(PROBLEM TO SOLVE)
Below is a set of records; restate each one word for word.

[Saved entries]
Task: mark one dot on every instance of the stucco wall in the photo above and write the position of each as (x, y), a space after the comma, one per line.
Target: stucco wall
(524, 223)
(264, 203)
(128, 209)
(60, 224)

(RESULT OF THE TASK)
Task: mark one dot on every instance of the stucco wall in the photo above and write the position of each as (x, y), a space after the comma, one per line.
Target: stucco wall
(524, 223)
(264, 203)
(128, 209)
(60, 224)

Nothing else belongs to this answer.